And, as noted, the Axis did run through their rail tanker fleet pretty
quickly, while the barge fleet had problems. 700 ton barges could make
it to Regensburg, but the capacity of the Main Canal was only 400
tons, so they had to be transhipped - again - to make it further into
Germany. :)

Bay Man
2012-11-19 17:18:49 UTC
Permalink
Post by Bill Shatzer
Did any thing go by tanker across the Black Sea to the distribution
network in Romania?
The Romanians has a good sizes tanker fleet. The Soviets came up with a
novel and effective way of transporting oil.....

"Then the naval experts of the Baku oil-tanker fleet performed an incredible
feat. For the first time in the world's history, they began towing a
floating railway of oil tankers (wagons) from Baku to Krasnovodsk
(Turkmenistan) as well as several thousands tons of oil reservoirs from
Makhachkala (Dagestan) to Krasnovodsk."

"The fleets were extremely overloaded. For example, the amount of oil
transport in July 1941 exceeded 10 million barrels of crude oil and fuel.
This amount was beyond the technical capabilities of the tanker fleet in
Baku. But the demands from Moscow did not take into account the physical
limitations. It was then that Baku naval experts hit upon the idea of
attaching whole tanks and cisterns to each other by steel ropes and lowering
them into the sea by cranes and towing them by steam tugs. This had never
been done before in any place in the world and it enabled them to tow up to
35 cisterns together or 3 huge oil tanks (5 ton capacity) with a single
tugboat."

• YOUR TASKS:
(1) Write out, word for word, the part of the forum post on wartime oil transport that opens with the words "And, as noted, the" and closes with "network in Romania?".
(2) According to the forum post on wartime oil transport, what was the capacity of the Main Canal?
(3) Carry the forum post on wartime oil transport forward from its final sentence.

• PROVIDED DATA:
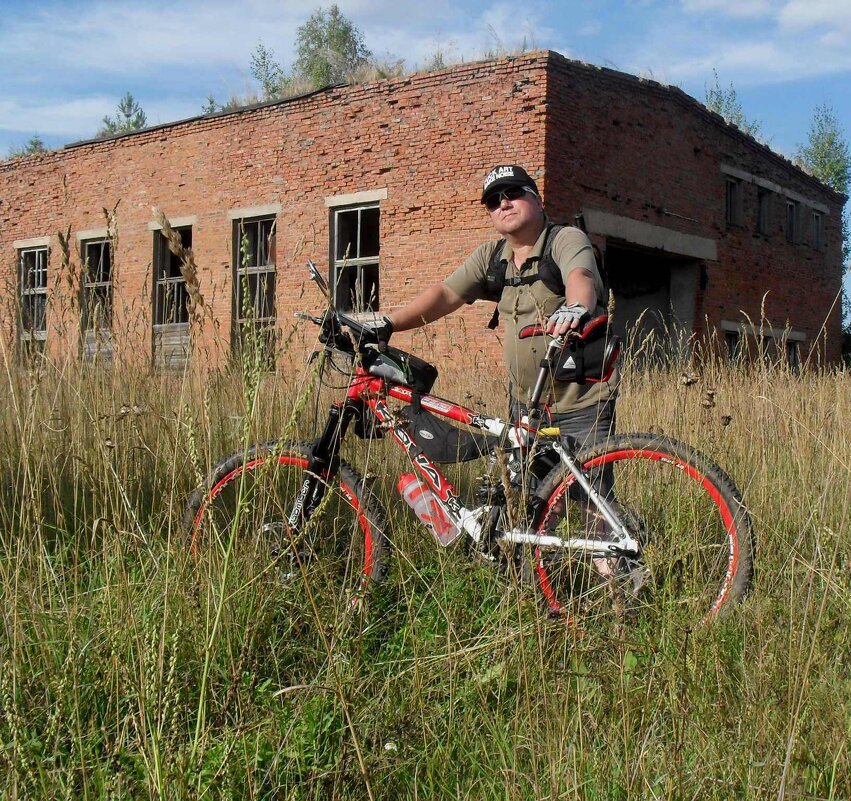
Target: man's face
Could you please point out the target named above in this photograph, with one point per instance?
(516, 216)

• ANSWERS TO EACH TASK:
(1)
And, as noted, the Axis did run through their rail tanker fleet pretty
quickly, while the barge fleet had problems. 700 ton barges could make
it to Regensburg, but the capacity of the Main Canal was only 400
tons, so they had to be transhipped - again - to make it further into
Germany. :)

Bay Man
2012-11-19 17:18:49 UTC
Permalink
Post by Bill Shatzer
Did any thing go by tanker across the Black Sea to the distribution
network in Romania?

(2) 400 tons

(3)
Post by Bill Shatzer
I rather agree that Iraq and the Gulf is a dead end, at least in the short
and medium term.
But if they circled the Med?
Post by Bill Shatzer
And I realize that Germans never captured Baku or the other really big
Caucasus oil fields and they didn't retain the smaller ones long enough to
repair the damage inflicted by the retreating Soviets and get them into
serious production.
But assuming they did capture the big oil fields and held them long enough
to repair the damage and ramp up serious production, why would the
pre-Barbarossa transportation method(s) be inadequate, at least at the
levels of pre-1941 supply?
They would be damaged for sure. But the Axis powers would build new tankers,
rail etc, while still using the Romanian oil fields. The Germans and
Italians had no problems in transporting Romanian oil.

"Most of the Rumanian/ Hungarian oil products were supplied direct to the
armed forces in the Eastern areas [...] The total Rumanian crude production
was said to be roughly 6,000,000 tons/year. [...] German oil production:
1,920,000 tons/yeare, some 8-900,000 came from the Austrian fields,
6-700,000 tons/year from the Hanover district, 2000,000 tons/year from Heide
and the remainder from Baden and the Polish frontier area. The German
crudes, particularly those from Austria which contained only 5-7% petrol,
were particularly good for lubricating oil production"
Rich
2012-11-19 19:36:02 UTC
Permalink
On Nov 19, 12:18 pm, "Bay Man"
Post by Bay Man
The Romanians has a good sizes tanker fleet. The Soviets came up with a
novel and effective way of transporting oil.....
This gets funnier by the minute. In Baymanese, three equals "good
sizes". The Romanian merchant fleet at the outbreak of World war II
consisted of 98 steam and 13 motor vessels, of which three were
tankers totaling 22,625 GRT. Of those three, one, SS Oltenia, was
seized by the British in 1941.

(snip irrelevancy)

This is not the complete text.